=== EXTRAIT CITÉ ===
^^^^^^^^^^^^^^^^
« Le destin n’a pas de morale »
Roger Vailland, Drôle de jeu, 1957, p. 271
Nada, roman néo-noir de Jean-Patrick Manchette paru en 1972, relate les tribulations d’un groupe homonyme d’anarchistes lors de l’enlèvement de Richard Pointdexter, diplomate américain à Paris. Les anarchistes comptent opérer à la manière des Tupamaros, guérilleros d’Uruguay (124), par l’action directe et la guérilla urbaine. Je voudrais ici observer l’étiquette d’engagement accolée à cette œuvre et y opposer le désengagement présenté par Barthes, celui-ci démontrant que l’écrivain neutralise le vrai et le faux par la « conversion de toute explication en spectacle » (Barthes, 2015, 164). Dans l’esprit situationniste, c’est par la dénonciation des mises en scène du social, le dévoilement d’une réalité alternative, aliénante et spectaculaire que Manchette se démarque des récits dominants. En recherchant de nouveaux angles de compréhension du monde, en dévoilant les manipulations favorisant le statu quo social, Manchette apporte une vision différente et participe à une plus juste compréhension de la société.
L’auteur, « dont les livres sont construits […] comme des machines à dire le monde » (Gabriel, 2021), est considéré comme le « père » des romans néo-noirs alors qu’il revitalise le genre en mêlant la neutralité froide du Nouveau Roman à la violence des romans noirs américains. C’est au début des années 70 qu’il transforme le roman policier français, englué dans un type divertissant à la Nestor Burma (Deleuse) en un reflet social réaliste. Il tente ainsi de
« […] démontrer que le crime n’est pas un fait isolé et relevant d’un dysfonctionnement de l’individu, mais une conséquence inévitable de l’organisation sociale, économique et politique, et à attaquer la société capitaliste en se servant de ses propres réseaux de production et de distribution » (Desnain, 2015).
^^^^^^^^^^^^^^^^
=== DOCUMENTS SOURCE ===
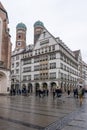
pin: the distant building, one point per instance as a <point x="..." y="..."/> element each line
<point x="45" y="63"/>
<point x="5" y="52"/>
^^^^^^^^^^^^^^^^
=== CONSIGNES ===
A - Répondez aux questions suivantes à partir de l'extrait sur Nada :
(i) En quelle année le roman Nada a-t-il paru ?
(ii) Qui le groupe d'anarchistes enlève-t-il ?
(iii) À quelle époque Manchette transforme-t-il le roman policier français ?
B - Reprenez l'étude sur Nada de Manchette après sa dernière phrase et poursuivez-la d'un paragraphe.

=== CORRIGÉ ===
A -
(i) En 1972.
(ii) Richard Pointdexter, un diplomate américain à Paris.
(iii) Au début des années 70.

B -
Alors que le roman policier français des années 50-60 se caractérise par la mise en scène de « criminels sympathiques, des gangsters pour qui l’amitié et la fidélité comptent plus que l’argent » (Mepian, 2018), nous entrons avec Manchette dans un tout autre paradigme, celui de la critique sociale et politique, un thème déjà exploré en France, en 1941, par Jean Amila (Jean Meckert), avec Les Coups (Evans, 2011) et populaire en Amérique depuis les années 20. Contrairement aux romans policiers à énigme, il n’y a dans Nada aucun mystère à résoudre, aucun héros, aucun détective amateur ou professionnel digne de ce nom, celui-ci se trouvant remplacé par un commissaire quelconque, fonctionnaire ambitieux et dévoué, sous l’autorité du ministre de l’Intérieur. Il n’y a ni bons ni méchants (France Culture, 2023), il n’y a que des humains aux prises avec la vie, et celle-ci se vit mal.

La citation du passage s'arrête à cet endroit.